→ Information supplied
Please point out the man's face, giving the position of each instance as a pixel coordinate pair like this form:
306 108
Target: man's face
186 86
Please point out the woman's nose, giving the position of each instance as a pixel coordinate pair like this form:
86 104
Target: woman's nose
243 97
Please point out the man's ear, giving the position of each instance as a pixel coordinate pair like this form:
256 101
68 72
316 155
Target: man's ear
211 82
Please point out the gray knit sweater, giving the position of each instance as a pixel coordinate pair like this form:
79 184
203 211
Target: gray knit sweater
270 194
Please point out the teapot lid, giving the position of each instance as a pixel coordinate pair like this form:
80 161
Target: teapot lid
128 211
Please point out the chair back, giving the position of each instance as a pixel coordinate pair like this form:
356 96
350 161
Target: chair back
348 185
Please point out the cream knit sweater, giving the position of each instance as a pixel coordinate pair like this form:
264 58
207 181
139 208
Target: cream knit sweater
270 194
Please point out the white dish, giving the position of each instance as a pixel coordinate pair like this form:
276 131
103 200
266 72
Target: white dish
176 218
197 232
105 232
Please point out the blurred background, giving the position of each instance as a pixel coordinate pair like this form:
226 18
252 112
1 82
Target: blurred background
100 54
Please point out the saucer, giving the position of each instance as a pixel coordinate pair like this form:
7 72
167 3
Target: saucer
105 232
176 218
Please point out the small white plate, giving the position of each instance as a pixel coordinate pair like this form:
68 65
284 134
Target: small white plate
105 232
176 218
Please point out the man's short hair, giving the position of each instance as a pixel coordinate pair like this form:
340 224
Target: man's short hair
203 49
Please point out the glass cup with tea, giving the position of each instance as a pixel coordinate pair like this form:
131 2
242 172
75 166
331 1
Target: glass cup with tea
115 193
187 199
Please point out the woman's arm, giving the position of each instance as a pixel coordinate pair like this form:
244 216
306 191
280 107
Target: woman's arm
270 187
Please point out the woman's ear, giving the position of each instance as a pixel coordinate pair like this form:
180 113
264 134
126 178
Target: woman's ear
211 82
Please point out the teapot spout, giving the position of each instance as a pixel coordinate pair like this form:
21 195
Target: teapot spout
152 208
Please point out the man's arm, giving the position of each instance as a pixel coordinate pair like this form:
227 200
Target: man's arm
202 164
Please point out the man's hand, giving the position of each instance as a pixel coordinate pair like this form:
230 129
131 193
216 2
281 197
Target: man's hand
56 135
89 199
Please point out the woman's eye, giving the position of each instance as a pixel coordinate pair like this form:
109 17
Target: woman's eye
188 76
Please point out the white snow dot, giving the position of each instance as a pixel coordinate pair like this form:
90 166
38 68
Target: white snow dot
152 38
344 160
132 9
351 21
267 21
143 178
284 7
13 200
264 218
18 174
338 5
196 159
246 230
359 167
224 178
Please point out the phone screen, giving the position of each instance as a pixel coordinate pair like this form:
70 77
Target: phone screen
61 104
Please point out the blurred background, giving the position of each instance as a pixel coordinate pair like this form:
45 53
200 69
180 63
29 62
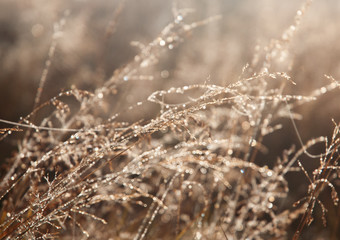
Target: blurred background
95 41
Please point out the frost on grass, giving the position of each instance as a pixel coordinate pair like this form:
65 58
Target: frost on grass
189 171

→ Exercise details
The whole of the data above needs retyping exactly, with pictures omitted.

→ Response box
Please point out the man's face, giving the position of each instance as a pixel coordinate pair like this form:
306 108
Target: man's face
186 86
Please point out the woman's nose, giving the position of each instance as a pixel coordinate pair like this form:
86 104
Target: woman's nose
243 97
Please point out the man's ear, giving the position of each instance as a pixel coordinate pair like this form:
256 101
68 72
316 155
Target: man's ear
211 82
Please point out the gray knit sweater, giving the position of each instance as a pixel coordinate pair like this form:
79 184
203 211
Target: gray knit sweater
270 194
Please point out the teapot lid, giving the position of each instance as a pixel coordinate pair like this form:
80 161
Target: teapot lid
128 211
Please point out the chair back, giving the position of each instance as a pixel coordinate pair like this form:
356 96
350 161
Target: chair back
348 185
Please point out the cream knit sweater, giving the position of each instance as a pixel coordinate pair like this form:
264 58
207 181
139 208
Target: cream knit sweater
270 194
Please point out the white dish, giving the position of each instance as a pixel coordinate pair like this form:
276 131
103 200
266 72
Target: white dish
176 218
197 232
105 232
Please point out the blurred background, giving the position of each instance as a pixel coordinate pair like this form:
226 18
252 112
1 82
Target: blurred background
100 54
Please point out the saucer, giving the position of each instance as a pixel coordinate pair like this form:
7 72
167 3
Target: saucer
105 232
176 218
Please point out the small white plate, giving the position of each instance as a pixel coordinate pair like this form:
68 65
284 134
Target: small white plate
105 232
176 218
Please point out the man's short hair, giving the position of each instance as a pixel coordinate pair like this form:
340 224
Target: man's short hair
203 49
Please point out the glass cup with tea, giving the position of each instance as a pixel coordinate pair like this form:
131 2
242 172
75 166
331 1
Target: glass cup with tea
115 193
187 199
Please point out the woman's arm, giving the position of each instance as a pixel coordinate pair like this form:
244 216
306 191
280 107
Target: woman's arm
270 187
Please point out the woman's ear, giving the position of each instance as a pixel coordinate pair like this form:
180 113
264 134
126 178
Target: woman's ear
211 82
Please point out the teapot spout, giving the position of each instance as a pixel coordinate pair like this form:
21 195
Target: teapot spout
152 208
Please point out the man's arm, giving the position of each instance as a pixel coordinate pair like this form:
227 200
Target: man's arm
202 164
Please point out the man's hand, giving the position of each instance as a pixel coordinate pair like this form:
230 129
131 193
216 2
281 197
Target: man's hand
56 135
89 199
Please point out the woman's eye, giving the position of each instance as a pixel coordinate pair like this form:
109 17
Target: woman's eye
188 76
Please point out the white snow dot, giving the position of each instance as a pixel coordinate pair like this form:
90 166
38 68
Target: white snow dot
152 38
344 160
132 9
351 21
267 21
143 178
284 7
13 200
264 218
18 174
338 5
196 159
246 230
359 167
224 178
Please point out the phone screen, giving the position of each instance as a pixel coordinate pair like this form:
70 77
Target: phone screen
61 104
Please point out the blurred background, giving the position of each instance as a pixel coordinate pair like this form:
45 53
200 69
180 63
29 62
Target: blurred background
95 41
Please point out the frost on grass, giving the position of each instance as a pixel coordinate pair like this form:
65 58
Target: frost on grass
189 171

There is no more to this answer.